**Instructions for the task**
Repeat the material below. Keep every line exactly as written.

(Exercise material Opens)

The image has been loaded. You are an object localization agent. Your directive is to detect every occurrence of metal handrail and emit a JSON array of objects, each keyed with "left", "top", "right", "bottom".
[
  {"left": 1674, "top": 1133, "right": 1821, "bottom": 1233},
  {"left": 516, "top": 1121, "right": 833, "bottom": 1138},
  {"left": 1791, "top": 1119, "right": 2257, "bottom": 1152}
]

(Exercise material Closes)

**Solution**
The image has been loaded. You are an object localization agent. Your directive is to detect every occurrence of metal handrail and emit a JSON array of objects, each keyed with "left", "top", "right", "bottom".
[
  {"left": 1674, "top": 1133, "right": 1821, "bottom": 1233},
  {"left": 516, "top": 1121, "right": 833, "bottom": 1138},
  {"left": 1791, "top": 1119, "right": 2257, "bottom": 1152}
]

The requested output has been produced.